_GIVEN REQUEST:_
Reproduce these lines word for word.

Stored data entries
'''

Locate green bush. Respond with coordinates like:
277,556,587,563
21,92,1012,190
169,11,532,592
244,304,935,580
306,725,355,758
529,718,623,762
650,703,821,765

'''

_RESULT:_
Locate green bush. Respond with coordinates like:
277,556,587,563
21,92,1012,190
169,11,532,592
244,304,935,580
306,725,355,758
529,718,623,762
650,703,821,765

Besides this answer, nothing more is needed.